■ Task to carry out:
Could you lay out the records as a two-column CSV with the header instruction,coordinates, one row per record? Start at the line containing "Place one dot per instance of the woman in" and continue through the end of the records, putting each record's text and its answer in one quoted field apiece with line breaks replaced by spaces.

○ ○ ○

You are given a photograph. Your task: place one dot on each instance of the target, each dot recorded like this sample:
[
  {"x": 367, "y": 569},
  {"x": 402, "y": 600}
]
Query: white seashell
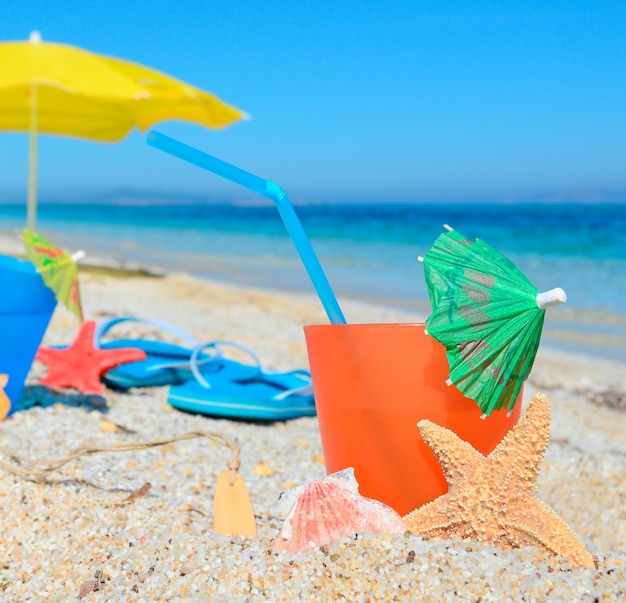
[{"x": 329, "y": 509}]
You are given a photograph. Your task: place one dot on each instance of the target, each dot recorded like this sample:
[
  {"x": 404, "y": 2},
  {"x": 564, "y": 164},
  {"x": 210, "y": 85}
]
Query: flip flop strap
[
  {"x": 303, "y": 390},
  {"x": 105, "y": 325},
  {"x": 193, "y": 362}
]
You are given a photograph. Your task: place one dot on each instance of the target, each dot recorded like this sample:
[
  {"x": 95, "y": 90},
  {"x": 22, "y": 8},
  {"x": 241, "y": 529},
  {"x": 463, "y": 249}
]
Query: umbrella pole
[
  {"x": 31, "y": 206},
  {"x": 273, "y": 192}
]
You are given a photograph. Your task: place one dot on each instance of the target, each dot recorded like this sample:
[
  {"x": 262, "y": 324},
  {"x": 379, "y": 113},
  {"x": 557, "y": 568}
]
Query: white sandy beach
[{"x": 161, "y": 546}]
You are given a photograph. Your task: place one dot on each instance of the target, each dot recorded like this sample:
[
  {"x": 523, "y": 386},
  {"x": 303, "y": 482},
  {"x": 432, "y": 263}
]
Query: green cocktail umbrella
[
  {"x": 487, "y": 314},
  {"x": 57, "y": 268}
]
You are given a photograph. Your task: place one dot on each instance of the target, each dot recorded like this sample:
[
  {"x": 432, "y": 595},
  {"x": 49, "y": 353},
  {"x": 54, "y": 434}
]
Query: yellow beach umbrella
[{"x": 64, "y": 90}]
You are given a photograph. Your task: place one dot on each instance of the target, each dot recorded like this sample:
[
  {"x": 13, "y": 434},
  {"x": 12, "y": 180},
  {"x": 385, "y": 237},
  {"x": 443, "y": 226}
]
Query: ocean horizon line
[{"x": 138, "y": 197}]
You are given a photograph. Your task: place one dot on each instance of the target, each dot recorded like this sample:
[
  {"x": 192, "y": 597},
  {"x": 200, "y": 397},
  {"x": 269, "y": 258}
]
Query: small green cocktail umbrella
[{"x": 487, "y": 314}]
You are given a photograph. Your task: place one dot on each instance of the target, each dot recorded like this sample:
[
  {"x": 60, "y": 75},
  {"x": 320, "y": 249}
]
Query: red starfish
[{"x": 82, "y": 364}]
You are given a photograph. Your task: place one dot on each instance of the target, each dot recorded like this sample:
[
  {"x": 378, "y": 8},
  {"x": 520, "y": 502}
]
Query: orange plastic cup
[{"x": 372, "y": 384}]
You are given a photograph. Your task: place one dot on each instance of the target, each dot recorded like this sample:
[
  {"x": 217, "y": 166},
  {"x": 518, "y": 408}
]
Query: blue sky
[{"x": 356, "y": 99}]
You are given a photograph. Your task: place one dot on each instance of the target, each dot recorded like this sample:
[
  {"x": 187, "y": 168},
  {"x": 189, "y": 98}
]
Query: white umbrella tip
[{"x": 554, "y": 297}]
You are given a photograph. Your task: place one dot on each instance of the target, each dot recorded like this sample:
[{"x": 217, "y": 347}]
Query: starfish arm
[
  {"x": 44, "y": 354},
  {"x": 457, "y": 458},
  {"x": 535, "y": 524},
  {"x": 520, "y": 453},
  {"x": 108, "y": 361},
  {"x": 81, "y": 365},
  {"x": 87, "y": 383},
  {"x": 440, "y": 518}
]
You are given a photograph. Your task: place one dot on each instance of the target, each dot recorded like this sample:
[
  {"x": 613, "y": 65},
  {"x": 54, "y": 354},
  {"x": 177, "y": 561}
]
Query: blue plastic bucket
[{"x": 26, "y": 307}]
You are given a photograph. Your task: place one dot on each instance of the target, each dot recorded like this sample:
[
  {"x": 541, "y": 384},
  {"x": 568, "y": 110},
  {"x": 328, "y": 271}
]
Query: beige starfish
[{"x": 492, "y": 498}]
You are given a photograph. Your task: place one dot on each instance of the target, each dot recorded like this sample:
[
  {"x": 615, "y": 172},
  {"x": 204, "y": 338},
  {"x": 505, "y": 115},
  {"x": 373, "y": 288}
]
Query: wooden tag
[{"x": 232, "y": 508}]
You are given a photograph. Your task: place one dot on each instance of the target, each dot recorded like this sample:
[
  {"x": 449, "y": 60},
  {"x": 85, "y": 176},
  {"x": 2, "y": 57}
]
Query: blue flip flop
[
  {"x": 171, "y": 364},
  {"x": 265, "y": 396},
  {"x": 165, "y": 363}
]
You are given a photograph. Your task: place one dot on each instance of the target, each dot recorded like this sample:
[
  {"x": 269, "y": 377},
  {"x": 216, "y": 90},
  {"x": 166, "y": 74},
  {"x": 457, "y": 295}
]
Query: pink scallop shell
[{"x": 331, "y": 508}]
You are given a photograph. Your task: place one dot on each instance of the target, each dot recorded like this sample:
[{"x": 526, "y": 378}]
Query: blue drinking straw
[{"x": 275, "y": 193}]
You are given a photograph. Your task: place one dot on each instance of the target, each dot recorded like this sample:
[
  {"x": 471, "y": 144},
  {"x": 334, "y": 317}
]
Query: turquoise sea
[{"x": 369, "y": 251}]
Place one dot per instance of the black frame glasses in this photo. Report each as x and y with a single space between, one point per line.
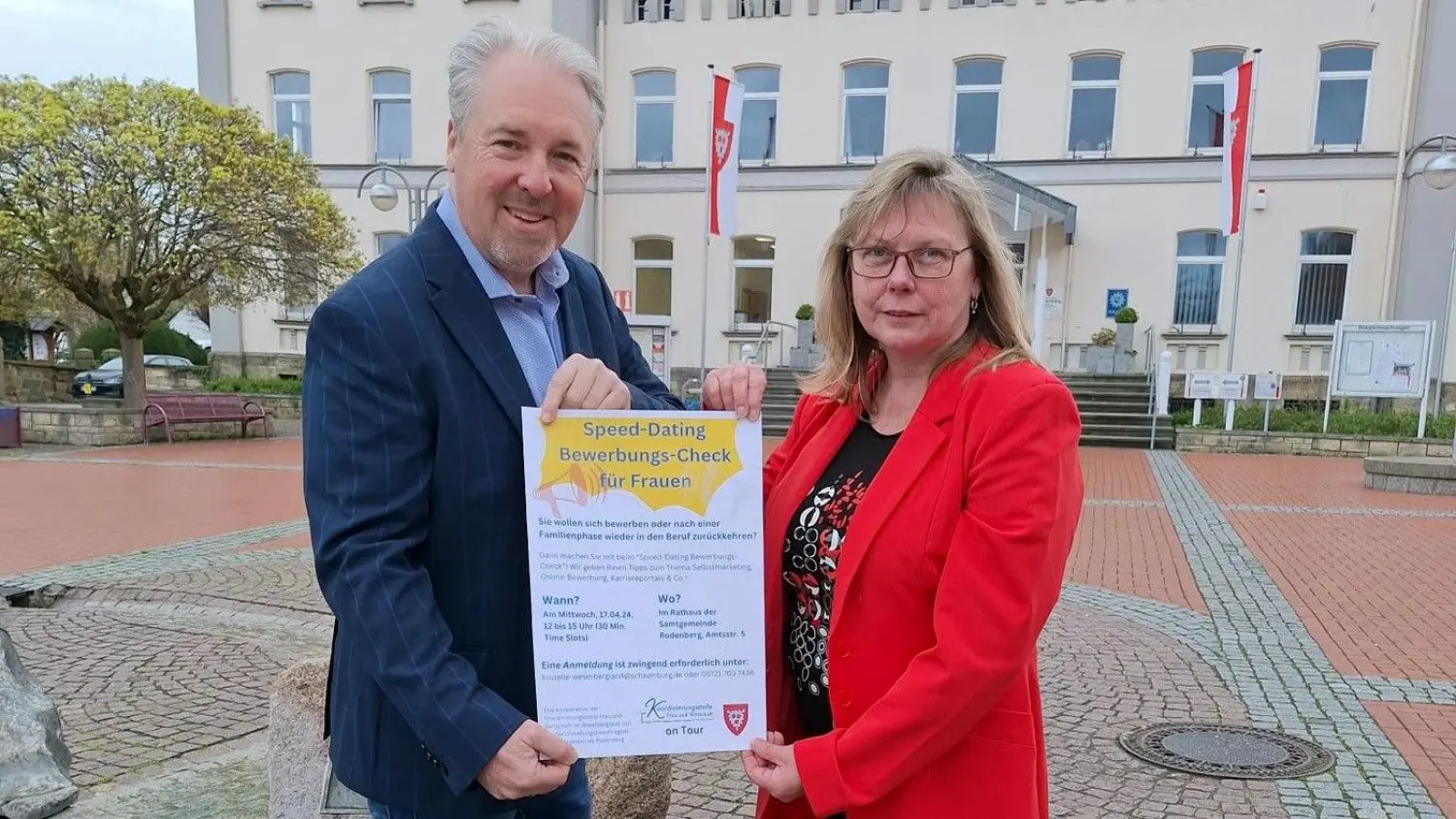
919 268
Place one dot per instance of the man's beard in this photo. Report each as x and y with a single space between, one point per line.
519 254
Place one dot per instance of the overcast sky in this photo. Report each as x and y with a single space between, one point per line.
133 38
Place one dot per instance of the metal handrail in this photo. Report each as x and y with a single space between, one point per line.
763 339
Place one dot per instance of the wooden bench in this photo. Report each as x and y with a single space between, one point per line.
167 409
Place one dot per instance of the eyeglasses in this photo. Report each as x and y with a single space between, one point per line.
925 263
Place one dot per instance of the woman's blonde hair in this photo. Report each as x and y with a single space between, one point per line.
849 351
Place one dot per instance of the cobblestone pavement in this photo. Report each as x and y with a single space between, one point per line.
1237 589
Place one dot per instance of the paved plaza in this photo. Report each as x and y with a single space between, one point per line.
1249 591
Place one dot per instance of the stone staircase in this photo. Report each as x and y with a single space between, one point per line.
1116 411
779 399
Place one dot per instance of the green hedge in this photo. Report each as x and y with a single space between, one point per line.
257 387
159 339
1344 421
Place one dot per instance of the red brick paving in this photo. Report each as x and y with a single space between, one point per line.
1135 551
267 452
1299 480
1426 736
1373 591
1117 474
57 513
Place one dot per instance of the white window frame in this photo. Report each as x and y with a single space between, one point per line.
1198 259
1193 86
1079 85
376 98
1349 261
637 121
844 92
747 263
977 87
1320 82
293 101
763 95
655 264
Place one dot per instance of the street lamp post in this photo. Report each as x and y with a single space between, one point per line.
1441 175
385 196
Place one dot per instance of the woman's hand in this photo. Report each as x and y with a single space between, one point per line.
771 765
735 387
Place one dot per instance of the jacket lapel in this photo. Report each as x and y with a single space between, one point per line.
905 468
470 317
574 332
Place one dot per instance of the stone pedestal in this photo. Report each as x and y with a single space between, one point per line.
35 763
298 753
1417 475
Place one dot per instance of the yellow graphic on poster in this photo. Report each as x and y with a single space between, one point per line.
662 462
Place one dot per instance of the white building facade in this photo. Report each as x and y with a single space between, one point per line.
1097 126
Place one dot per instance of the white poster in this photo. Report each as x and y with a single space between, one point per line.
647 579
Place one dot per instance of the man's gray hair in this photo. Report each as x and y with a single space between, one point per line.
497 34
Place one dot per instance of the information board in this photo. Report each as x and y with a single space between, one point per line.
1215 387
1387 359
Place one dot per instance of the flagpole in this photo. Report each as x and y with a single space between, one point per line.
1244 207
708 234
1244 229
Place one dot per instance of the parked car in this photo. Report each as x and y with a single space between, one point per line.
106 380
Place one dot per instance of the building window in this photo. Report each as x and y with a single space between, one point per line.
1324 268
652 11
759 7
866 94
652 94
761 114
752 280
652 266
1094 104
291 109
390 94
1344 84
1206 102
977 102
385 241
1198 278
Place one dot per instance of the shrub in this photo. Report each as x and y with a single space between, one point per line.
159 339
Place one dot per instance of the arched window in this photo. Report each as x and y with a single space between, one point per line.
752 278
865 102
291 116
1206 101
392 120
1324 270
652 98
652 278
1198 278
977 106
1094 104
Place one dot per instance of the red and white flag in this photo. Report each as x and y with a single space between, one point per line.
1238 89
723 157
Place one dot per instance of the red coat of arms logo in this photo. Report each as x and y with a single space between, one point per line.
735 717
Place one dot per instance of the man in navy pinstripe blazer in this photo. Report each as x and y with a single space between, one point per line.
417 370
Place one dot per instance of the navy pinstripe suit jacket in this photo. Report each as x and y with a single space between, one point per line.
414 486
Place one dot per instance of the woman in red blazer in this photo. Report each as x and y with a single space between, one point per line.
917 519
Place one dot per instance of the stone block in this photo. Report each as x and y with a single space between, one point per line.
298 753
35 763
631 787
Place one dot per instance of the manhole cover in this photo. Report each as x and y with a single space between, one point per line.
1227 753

○ ○ ○

■ Task output:
instruction,coordinates
"Place one dot per instance of the woman in red blazer in this photo. Report each as x and y with a single space between, one point per line.","917 519"
"Place one dot per instance of the stone block in this photo. Report each as x and y with a single space between, one point per line.","298 753 35 763 631 787"
"Place one dot per instance of the manhole cover in this photo. Report each as x and y with a single space between, one point per line.","1227 753"